--- start MATERIAL FOR THE TASK ---

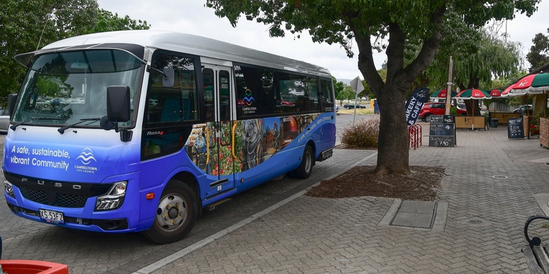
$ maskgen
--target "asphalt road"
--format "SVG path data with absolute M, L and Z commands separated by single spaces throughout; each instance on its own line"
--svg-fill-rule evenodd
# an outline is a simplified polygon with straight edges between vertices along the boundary
M 356 119 L 362 118 L 364 118 L 364 116 L 358 116 Z M 338 133 L 352 121 L 353 115 L 337 116 Z M 2 147 L 5 138 L 5 135 L 0 136 Z M 313 174 L 307 179 L 284 177 L 272 180 L 235 195 L 230 202 L 213 211 L 204 211 L 187 238 L 165 245 L 150 242 L 139 233 L 93 233 L 44 225 L 20 218 L 8 208 L 2 193 L 0 195 L 1 259 L 59 262 L 68 264 L 71 273 L 132 273 L 226 229 L 347 168 L 346 161 L 338 159 L 347 159 L 349 156 L 343 153 L 336 151 L 332 158 L 318 162 Z M 2 155 L 0 160 L 3 158 Z M 3 192 L 3 187 L 1 189 Z

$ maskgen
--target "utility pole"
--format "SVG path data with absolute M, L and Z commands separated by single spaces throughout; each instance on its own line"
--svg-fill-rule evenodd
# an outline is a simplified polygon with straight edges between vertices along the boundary
M 446 88 L 446 110 L 444 112 L 445 115 L 450 114 L 450 108 L 452 108 L 452 73 L 454 73 L 454 60 L 452 60 L 450 56 L 449 68 L 448 68 L 448 84 Z

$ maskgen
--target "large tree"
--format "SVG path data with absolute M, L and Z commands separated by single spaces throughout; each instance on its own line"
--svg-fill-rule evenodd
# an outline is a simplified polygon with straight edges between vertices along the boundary
M 443 26 L 441 48 L 422 75 L 431 86 L 446 88 L 450 56 L 454 60 L 454 89 L 491 90 L 493 77 L 504 79 L 518 73 L 522 61 L 519 42 L 505 41 L 488 26 L 471 27 L 459 18 L 451 21 Z M 465 101 L 469 115 L 480 115 L 479 102 Z
M 0 9 L 0 106 L 16 93 L 25 68 L 13 59 L 58 40 L 112 30 L 148 29 L 147 22 L 100 10 L 96 0 L 3 0 Z
M 97 14 L 95 23 L 87 26 L 84 32 L 93 34 L 117 30 L 148 29 L 150 27 L 150 25 L 148 25 L 146 21 L 132 19 L 128 15 L 119 17 L 117 13 L 113 14 L 113 12 L 101 9 Z
M 549 29 L 547 29 L 549 32 Z M 532 39 L 533 45 L 526 54 L 526 60 L 530 62 L 530 71 L 549 64 L 549 36 L 537 34 Z
M 515 9 L 531 15 L 540 0 L 207 0 L 215 14 L 235 26 L 241 14 L 270 26 L 272 36 L 285 30 L 308 30 L 315 42 L 338 43 L 352 56 L 358 49 L 358 69 L 379 105 L 378 174 L 408 174 L 406 93 L 432 60 L 448 11 L 471 25 L 491 18 L 512 19 Z M 404 63 L 405 48 L 419 45 L 417 55 Z M 385 50 L 387 78 L 374 64 L 373 52 Z

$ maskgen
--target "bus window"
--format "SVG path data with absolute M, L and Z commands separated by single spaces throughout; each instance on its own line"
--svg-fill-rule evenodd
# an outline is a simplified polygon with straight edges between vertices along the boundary
M 145 126 L 152 125 L 150 123 L 198 120 L 194 60 L 159 53 L 155 55 L 152 66 L 159 71 L 150 71 Z M 163 86 L 163 75 L 160 71 L 163 68 L 174 68 L 173 87 Z
M 277 96 L 274 79 L 271 70 L 235 66 L 239 118 L 274 114 Z
M 206 121 L 213 121 L 213 71 L 204 68 L 202 71 L 204 81 L 204 103 L 206 105 Z
M 334 92 L 329 80 L 320 79 L 320 101 L 323 112 L 334 111 Z
M 294 74 L 279 73 L 279 86 L 282 101 L 288 102 L 284 112 L 307 112 L 309 110 L 307 77 Z
M 229 71 L 221 71 L 219 72 L 219 102 L 220 102 L 220 121 L 231 120 L 231 89 L 229 85 Z
M 318 112 L 320 103 L 318 102 L 318 78 L 307 77 L 307 89 L 309 91 L 309 110 Z
M 159 134 L 144 130 L 141 140 L 141 159 L 148 160 L 172 153 L 184 147 L 183 140 L 190 134 L 190 125 L 199 120 L 198 96 L 195 60 L 176 53 L 155 52 L 150 71 L 149 88 L 143 128 L 163 129 Z M 172 87 L 163 84 L 164 68 L 174 68 Z

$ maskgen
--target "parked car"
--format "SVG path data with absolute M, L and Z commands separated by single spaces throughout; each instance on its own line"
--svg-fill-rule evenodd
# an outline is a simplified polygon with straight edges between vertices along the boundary
M 355 105 L 354 103 L 349 103 L 343 105 L 343 108 L 350 110 L 351 108 L 366 108 L 366 105 L 362 105 L 358 103 L 357 103 L 356 105 Z
M 458 115 L 467 115 L 467 111 L 456 108 Z M 419 111 L 419 118 L 425 121 L 429 121 L 431 115 L 444 115 L 446 110 L 445 103 L 425 103 Z
M 8 110 L 0 110 L 0 132 L 8 133 L 10 127 L 10 112 Z
M 519 108 L 515 108 L 513 110 L 513 113 L 520 113 L 521 114 L 526 114 L 526 113 L 532 114 L 534 109 L 532 105 L 522 105 Z

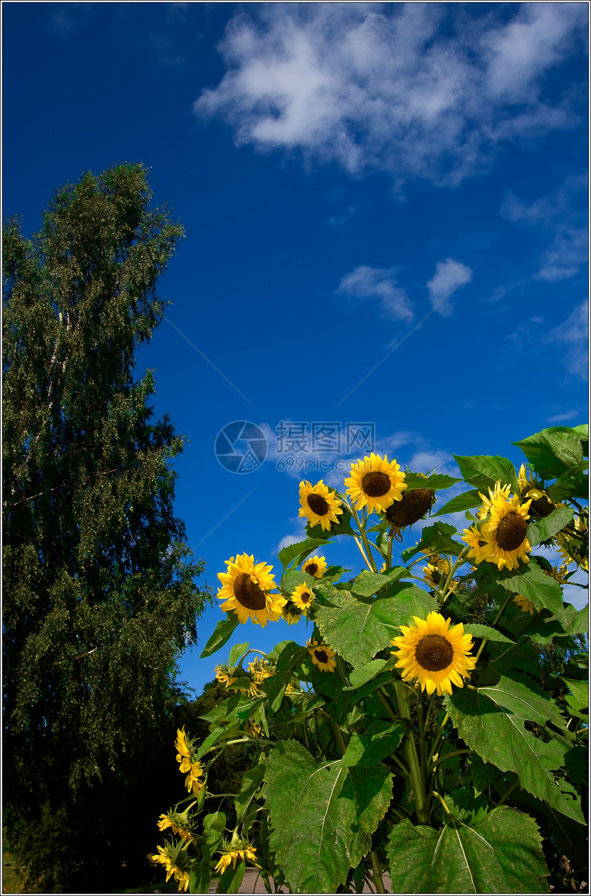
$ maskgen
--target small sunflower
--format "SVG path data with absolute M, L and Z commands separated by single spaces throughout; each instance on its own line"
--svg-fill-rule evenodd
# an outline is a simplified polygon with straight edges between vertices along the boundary
M 315 638 L 306 642 L 308 653 L 312 657 L 314 666 L 318 666 L 321 672 L 334 672 L 337 668 L 335 651 L 323 642 L 318 642 Z
M 320 522 L 322 529 L 330 529 L 332 522 L 338 521 L 337 514 L 343 513 L 342 501 L 321 479 L 315 486 L 300 482 L 300 516 L 307 516 L 312 526 Z
M 372 452 L 351 467 L 351 475 L 345 479 L 347 491 L 357 510 L 367 507 L 368 513 L 383 513 L 395 501 L 402 499 L 407 487 L 405 474 L 396 461 Z
M 314 579 L 321 579 L 326 569 L 325 557 L 308 557 L 302 564 L 302 572 L 313 575 Z
M 517 594 L 513 598 L 513 603 L 518 605 L 522 613 L 531 613 L 531 615 L 534 616 L 534 613 L 536 612 L 531 600 L 528 600 L 527 598 L 524 598 L 523 594 Z
M 527 521 L 530 504 L 531 499 L 520 504 L 518 495 L 508 500 L 504 494 L 491 504 L 489 521 L 483 525 L 480 535 L 486 542 L 484 559 L 496 564 L 499 569 L 517 569 L 521 560 L 529 562 L 531 545 Z
M 218 871 L 220 874 L 223 874 L 227 868 L 232 866 L 236 868 L 236 862 L 239 859 L 245 861 L 248 859 L 250 862 L 256 862 L 256 847 L 251 846 L 244 840 L 233 840 L 232 843 L 227 843 L 224 841 L 222 844 L 223 849 L 221 851 L 221 858 L 216 866 L 216 871 Z
M 236 556 L 236 562 L 230 557 L 226 564 L 227 572 L 218 573 L 223 586 L 218 598 L 226 601 L 221 608 L 227 613 L 234 610 L 241 623 L 252 619 L 264 628 L 270 620 L 277 622 L 286 599 L 280 594 L 270 593 L 277 588 L 270 574 L 273 567 L 266 563 L 255 564 L 253 556 L 247 554 Z
M 413 618 L 415 625 L 400 625 L 402 634 L 391 642 L 404 680 L 418 678 L 424 691 L 429 694 L 437 691 L 440 697 L 451 694 L 452 684 L 463 687 L 461 676 L 467 678 L 475 666 L 475 659 L 468 656 L 474 647 L 472 635 L 464 634 L 462 623 L 450 628 L 451 619 L 439 613 L 430 613 L 426 621 Z
M 482 563 L 483 560 L 486 559 L 488 542 L 474 526 L 464 530 L 462 541 L 465 541 L 470 548 L 467 556 L 473 557 L 475 564 Z M 431 559 L 433 560 L 433 557 Z M 475 569 L 475 566 L 474 568 Z
M 299 607 L 296 607 L 291 601 L 287 601 L 283 607 L 283 621 L 288 625 L 296 625 L 302 618 L 302 611 Z
M 312 605 L 312 601 L 314 599 L 314 596 L 306 583 L 304 582 L 301 585 L 297 585 L 295 589 L 294 593 L 291 595 L 291 599 L 296 607 L 299 607 L 302 613 L 307 615 Z

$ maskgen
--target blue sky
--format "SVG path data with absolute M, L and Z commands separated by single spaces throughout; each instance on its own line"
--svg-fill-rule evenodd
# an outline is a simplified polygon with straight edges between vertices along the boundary
M 587 421 L 587 4 L 8 2 L 3 23 L 4 217 L 30 234 L 56 188 L 130 161 L 186 228 L 136 369 L 190 439 L 176 511 L 216 590 L 243 552 L 278 573 L 299 480 L 342 487 L 347 434 L 454 475 Z M 248 473 L 214 452 L 236 420 L 269 443 Z M 221 617 L 181 659 L 198 693 Z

--- end MATERIAL FOR THE TASK ---

PROBLEM TO SOLVE :: Swap "asphalt road" for "paved street" in everything from the start of the entries down through the line containing "M 356 119 L", leaving all else unchanged, and leave the pictures out of your answer.

RESULT OF THE TASK ::
$ maskgen
--target "paved street"
--format "SVG path data with absolute M, L and Z commands separated by single spaces throughout; each instance on its own line"
--svg-fill-rule evenodd
# an outline is a simplified polygon with straight edges between vertices along the boundary
M 356 119 L 362 118 L 364 118 L 364 116 L 358 116 Z M 338 133 L 352 121 L 353 115 L 337 116 Z M 2 147 L 5 138 L 5 135 L 0 136 Z M 313 174 L 307 179 L 284 177 L 272 180 L 235 195 L 230 202 L 213 211 L 204 211 L 187 238 L 165 245 L 150 242 L 139 233 L 93 233 L 44 225 L 20 218 L 8 208 L 2 193 L 0 195 L 1 259 L 59 262 L 68 264 L 71 273 L 132 273 L 226 229 L 347 168 L 346 161 L 338 159 L 347 159 L 349 156 L 343 153 L 336 151 L 332 158 L 318 162 Z M 2 155 L 0 160 L 3 158 Z M 3 192 L 3 187 L 1 189 Z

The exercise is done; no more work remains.